### Extrait à lire ###
A une portée de fusil de l'endroit où nous avions campé, on voyait s'élever plusieurs tentes mongoles, dont la grandeur et la propreté témoignaient de l'aisance de leurs habitants. Cette opinion était d'ailleurs confirmée par des troupeaux immenses de boeufs, de moutons et de chevaux, qui paissaient aux environs. Pendant que nous récitions le bréviaire dans l'intérieur de notre tente, Samdadchiemba alla rendre visite à ces Mongols. Bientôt après, nous vîmes venir vers nous un vieillard à grande barbe blanche, et dont les traits de la figure annonçaient un personnage distingué. Il était accompagné d'un jeune lama et d'un enfant qu'il tenait par la main. « Seigneurs lamas, nous dit le vieillard, tous les hommes sont frères ; mais ceux qui habitent sous la tente sont unis entre eux comme la chair et les os. Seigneurs lamas, venez vous asseoir dans ma pauvre demeure. Le quinze de la lune est une époque solennelle ; vous êtes voyageurs et étrangers, vous ne pourrez pas ce soir occuper votre place au foyer de votre noble famille. Venez vous reposer quelques jours parmi nous ; votre présence nous amènera la paix et le bonheur... Nous dîmes à ce bon vieillard que nous ne pouvions accepter entièrement son offre, mais que dans la soirée, après avoir récité nos prières, nous irions prendre le thé chez lui, et causer un instant de la nation mongole. Ce vénérable Tartare s'en retourna; mais bientôt après le jeune lama qui l'avait accompagné reparut, en nous disant que nous étions attendus. Nous pensâmes que nous ne pouvions pas nous dispenser de répondre à une invitation si pleine de cordialité et de franchise. Après avoir donc recommandé au Dchiahour de veiller avec soin sur notre demeure, nous suivîmes le jeune lama qui était venu nous chercher.

En entrant dans la tente mongole, nous fûmes étonnés d'y trouver une propreté à laquelle on est peu accoutumé en Tartarie. Au centre il n'y avait pas de foyer ; l'oeil n'apercevait nulle part ces grossiers instruments de cuisine, qui encombrent ordinairement les habitations tartares. Il était aisé de voir que tout avait été arrangé et disposé pour une fête. Nous nous assîmes sur un grand tapis rouge, et bientôt on apporta, de la tente voisine qui servait de cuisine, du thé au lait, avec des petits pains frits dans du beurre, des fromages, des raisins secs et des jujubes.
###
### Objectifs
1. Répondez brièvement d'après l'extrait :
(a) Qui accompagnait le vieillard à grande barbe blanche ?
(b) À qui les voyageurs confièrent-ils la garde de leur demeure avant de partir ?
(c) Sur quoi s'assirent-ils une fois entrés dans la tente mongole ?
2. Recopiez, s'il vous plaît, le passage de l'extrait qui s'ouvre sur les mots « En entrant dans » et se clôt sur « et des jujubes. ».
### Liste des entrées ###
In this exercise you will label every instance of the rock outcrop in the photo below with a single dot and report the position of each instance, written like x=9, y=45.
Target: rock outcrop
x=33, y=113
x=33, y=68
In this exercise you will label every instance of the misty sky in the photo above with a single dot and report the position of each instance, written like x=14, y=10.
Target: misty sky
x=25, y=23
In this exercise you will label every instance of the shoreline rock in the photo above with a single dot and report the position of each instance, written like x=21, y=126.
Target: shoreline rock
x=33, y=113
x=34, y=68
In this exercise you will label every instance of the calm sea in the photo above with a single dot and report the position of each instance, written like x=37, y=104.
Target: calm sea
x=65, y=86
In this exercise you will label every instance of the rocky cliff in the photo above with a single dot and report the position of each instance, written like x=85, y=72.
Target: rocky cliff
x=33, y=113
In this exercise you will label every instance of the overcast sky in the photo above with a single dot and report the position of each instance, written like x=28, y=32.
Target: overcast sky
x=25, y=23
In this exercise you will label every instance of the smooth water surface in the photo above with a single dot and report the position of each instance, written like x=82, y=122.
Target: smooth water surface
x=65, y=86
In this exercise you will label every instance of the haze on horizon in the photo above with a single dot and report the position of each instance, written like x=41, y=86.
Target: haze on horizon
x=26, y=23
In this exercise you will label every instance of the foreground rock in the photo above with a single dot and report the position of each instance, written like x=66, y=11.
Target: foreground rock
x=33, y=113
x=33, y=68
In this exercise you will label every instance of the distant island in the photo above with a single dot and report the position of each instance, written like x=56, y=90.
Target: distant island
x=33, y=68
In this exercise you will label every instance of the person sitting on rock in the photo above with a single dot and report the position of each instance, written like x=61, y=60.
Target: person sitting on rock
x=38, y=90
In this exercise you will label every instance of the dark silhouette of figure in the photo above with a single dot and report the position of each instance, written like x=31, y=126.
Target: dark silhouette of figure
###
### Solutions dans l'ordre
1.
(a) Un jeune lama et un enfant qu'il tenait par la main.
(b) Au Dchiahour.
(c) Sur un grand tapis rouge.

2.
En entrant dans la tente mongole, nous fûmes étonnés d'y trouver une propreté à laquelle on est peu accoutumé en Tartarie. Au centre il n'y avait pas de foyer ; l'oeil n'apercevait nulle part ces grossiers instruments de cuisine, qui encombrent ordinairement les habitations tartares. Il était aisé de voir que tout avait été arrangé et disposé pour une fête. Nous nous assîmes sur un grand tapis rouge, et bientôt on apporta, de la tente voisine qui servait de cuisine, du thé au lait, avec des petits pains frits dans du beurre, des fromages, des raisins secs et des jujubes.